*TEXT SEGMENT*
· · · · ·

In a contract year, many NFL players would step their game up as they try to earn a big, fat contract the next offseason.
Not Miami Dolphins left tackle Jake Long.
Cards LT Levi Brown sustained the same injury during the preseason, forcing him to the season-ending IR list.
Long was rated as the 46th-best tackle in the NFL this season—far-removed from the pure domination he displayed in the four seasons prior (ranking per ProFootballFocus).
Throughout his first three seasons, Long was consistently rated in the top 10 for tackles. But he faltered during his fourth season, dropping to No. 21 before plummeting to his 2012 position.
The upcoming NFL draft could feature two tackles from Texas A&M who are every bit as capable as Long without the concern of performance drop-off and minus half a decade in years. Either Luke Joeckel or Jake Matthews will suffice.
The Cardinals must realize Long is on the downswing of his career.
This list includes Arizona’s own free agents, yes.
Paris Lenon gave his all while in the Valley, but his all is not good enough anymore.
The 35-year-old linebacker has seen better days, and the time has come for the organization to move on from him. His three-year ride in Arizona was fun—he led the team with 350 total tackles during that span.
But his play has faltered since moving from strong-side inside linebacker to the weak side to make room for Daryl Washington.
Especially in run defense.
The team can stick with what it has on the roster to replace Lenon, which is the so-far failed experiment of Stewart Bradley and the up-and-coming Reggie Walker.
Or, the Cards can go out and sign a young free agent like Baltimore Ravens four-year pro Dannell Ellerbe. He played extremely well in replacing Ray Lewis after the first-ballot Hall of Famer tore his triceps.

· · · · ·

*AVAILABLE DATA*
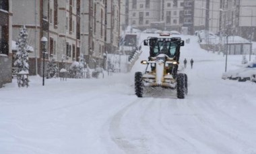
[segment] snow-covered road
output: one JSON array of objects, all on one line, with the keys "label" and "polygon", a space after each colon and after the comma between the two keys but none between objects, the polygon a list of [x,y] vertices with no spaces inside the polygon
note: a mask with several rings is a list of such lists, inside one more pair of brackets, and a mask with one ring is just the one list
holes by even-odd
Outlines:
[{"label": "snow-covered road", "polygon": [[[42,86],[42,78],[32,76],[28,88],[15,80],[5,85],[0,153],[255,154],[255,84],[222,80],[222,55],[183,37],[191,43],[183,47],[181,62],[195,61],[193,69],[183,69],[185,99],[168,91],[137,98],[134,72],[145,67],[139,62],[129,74],[104,79],[52,79]],[[140,58],[148,56],[144,52]],[[228,57],[228,69],[241,58]]]}]

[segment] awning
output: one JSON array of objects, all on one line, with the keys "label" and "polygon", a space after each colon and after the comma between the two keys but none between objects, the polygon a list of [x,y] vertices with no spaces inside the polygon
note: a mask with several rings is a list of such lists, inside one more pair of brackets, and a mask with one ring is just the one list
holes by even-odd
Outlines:
[{"label": "awning", "polygon": [[[14,53],[17,52],[17,44],[16,44],[16,42],[15,41],[11,41],[11,50]],[[33,47],[30,46],[28,46],[27,50],[28,53],[34,52]]]}]

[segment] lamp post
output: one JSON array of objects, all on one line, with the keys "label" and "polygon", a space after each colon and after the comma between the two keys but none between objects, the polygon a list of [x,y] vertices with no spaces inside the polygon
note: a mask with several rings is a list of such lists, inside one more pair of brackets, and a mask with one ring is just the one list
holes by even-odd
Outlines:
[{"label": "lamp post", "polygon": [[45,44],[48,42],[48,40],[44,36],[42,37],[41,42],[42,44],[42,86],[44,86],[44,54],[45,54]]},{"label": "lamp post", "polygon": [[225,62],[225,72],[226,72],[226,68],[227,68],[227,65],[228,65],[228,27],[227,28],[226,27],[226,12],[228,12],[229,10],[223,10],[222,9],[220,9],[220,11],[222,11],[222,12],[224,12],[225,13],[224,14],[224,31],[226,31],[226,48],[225,48],[225,50],[226,50],[226,62]]}]

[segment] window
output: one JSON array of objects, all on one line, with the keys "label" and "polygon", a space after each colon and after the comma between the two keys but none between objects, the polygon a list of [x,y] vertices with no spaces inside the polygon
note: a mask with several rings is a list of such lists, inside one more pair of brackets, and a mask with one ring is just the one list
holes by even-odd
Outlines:
[{"label": "window", "polygon": [[173,7],[178,6],[178,0],[173,0]]},{"label": "window", "polygon": [[72,21],[72,31],[75,32],[75,21]]},{"label": "window", "polygon": [[146,0],[146,8],[150,8],[150,0]]},{"label": "window", "polygon": [[133,9],[137,9],[137,0],[133,0]]},{"label": "window", "polygon": [[50,9],[50,23],[53,23],[53,9]]},{"label": "window", "polygon": [[50,56],[53,55],[53,38],[50,37]]},{"label": "window", "polygon": [[8,55],[8,27],[0,25],[0,54]]},{"label": "window", "polygon": [[66,56],[69,57],[69,43],[66,43]]},{"label": "window", "polygon": [[166,24],[170,24],[170,11],[166,11]]},{"label": "window", "polygon": [[58,26],[58,0],[54,0],[54,27],[57,28]]},{"label": "window", "polygon": [[66,30],[69,29],[69,17],[66,17]]},{"label": "window", "polygon": [[56,55],[56,41],[53,42],[53,55]]},{"label": "window", "polygon": [[139,12],[139,17],[143,17],[143,12]]},{"label": "window", "polygon": [[9,11],[8,0],[0,0],[0,9]]},{"label": "window", "polygon": [[102,21],[103,21],[103,9],[101,9],[101,21],[102,22],[100,23],[100,37],[103,37],[103,24],[102,24]]},{"label": "window", "polygon": [[72,58],[73,60],[75,58],[75,46],[74,44],[72,45]]}]

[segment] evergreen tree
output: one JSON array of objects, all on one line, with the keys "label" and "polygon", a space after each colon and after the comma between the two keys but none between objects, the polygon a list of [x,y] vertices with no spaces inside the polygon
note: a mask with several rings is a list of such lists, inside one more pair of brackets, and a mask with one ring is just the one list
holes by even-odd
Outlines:
[{"label": "evergreen tree", "polygon": [[84,56],[79,57],[79,62],[73,62],[69,68],[69,76],[71,78],[82,78],[83,77],[83,70],[84,68]]},{"label": "evergreen tree", "polygon": [[248,63],[248,60],[246,58],[246,56],[245,55],[243,55],[242,64],[247,64],[247,63]]},{"label": "evergreen tree", "polygon": [[[19,87],[28,86],[28,33],[24,25],[20,28],[18,37],[17,53],[15,57],[14,66],[18,68],[18,84]],[[22,75],[26,74],[26,75]]]},{"label": "evergreen tree", "polygon": [[54,58],[51,58],[48,63],[46,69],[46,78],[56,78],[58,72],[58,67]]}]

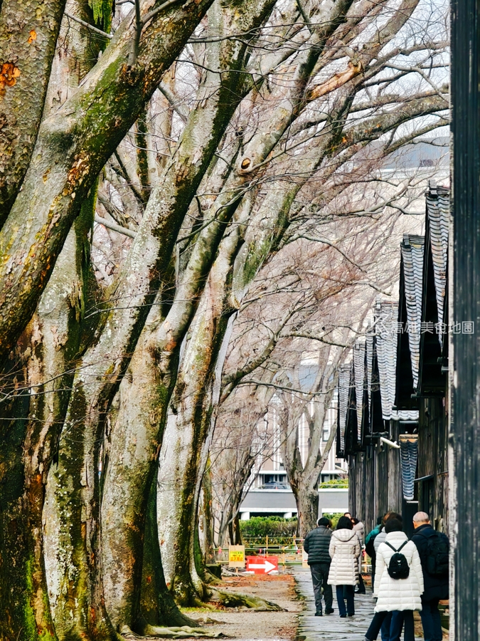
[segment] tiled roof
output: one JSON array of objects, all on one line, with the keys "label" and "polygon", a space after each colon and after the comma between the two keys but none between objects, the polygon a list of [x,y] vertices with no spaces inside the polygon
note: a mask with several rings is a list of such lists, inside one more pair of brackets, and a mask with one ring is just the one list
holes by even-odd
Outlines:
[{"label": "tiled roof", "polygon": [[341,365],[338,369],[338,426],[340,442],[338,451],[345,452],[345,427],[346,424],[347,409],[348,407],[348,390],[350,387],[351,364]]},{"label": "tiled roof", "polygon": [[377,301],[375,307],[375,328],[380,376],[382,415],[385,420],[417,420],[417,410],[392,409],[395,405],[395,365],[397,362],[397,303]]},{"label": "tiled roof", "polygon": [[[433,260],[438,320],[439,323],[442,323],[444,317],[447,283],[448,231],[450,216],[449,189],[446,187],[436,187],[434,183],[430,182],[425,199],[430,224],[430,241]],[[441,335],[439,335],[439,338],[442,342]]]},{"label": "tiled roof", "polygon": [[[403,282],[408,319],[408,345],[412,359],[413,387],[418,384],[420,323],[422,320],[422,283],[425,239],[422,236],[404,234],[400,244],[403,265]],[[405,328],[403,328],[405,330]]]}]

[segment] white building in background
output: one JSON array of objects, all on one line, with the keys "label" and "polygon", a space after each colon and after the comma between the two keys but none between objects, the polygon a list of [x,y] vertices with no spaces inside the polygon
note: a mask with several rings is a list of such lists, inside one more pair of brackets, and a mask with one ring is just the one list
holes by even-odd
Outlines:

· · · · ·

*WHAT THIS TASK INVOLVES*
Quote the football article word for word, starting at "This list includes" and ending at "for Daryl Washington.".

*RESPONSE TO THE EXERCISE*
This list includes Arizona’s own free agents, yes.
Paris Lenon gave his all while in the Valley, but his all is not good enough anymore.
The 35-year-old linebacker has seen better days, and the time has come for the organization to move on from him. His three-year ride in Arizona was fun—he led the team with 350 total tackles during that span.
But his play has faltered since moving from strong-side inside linebacker to the weak side to make room for Daryl Washington.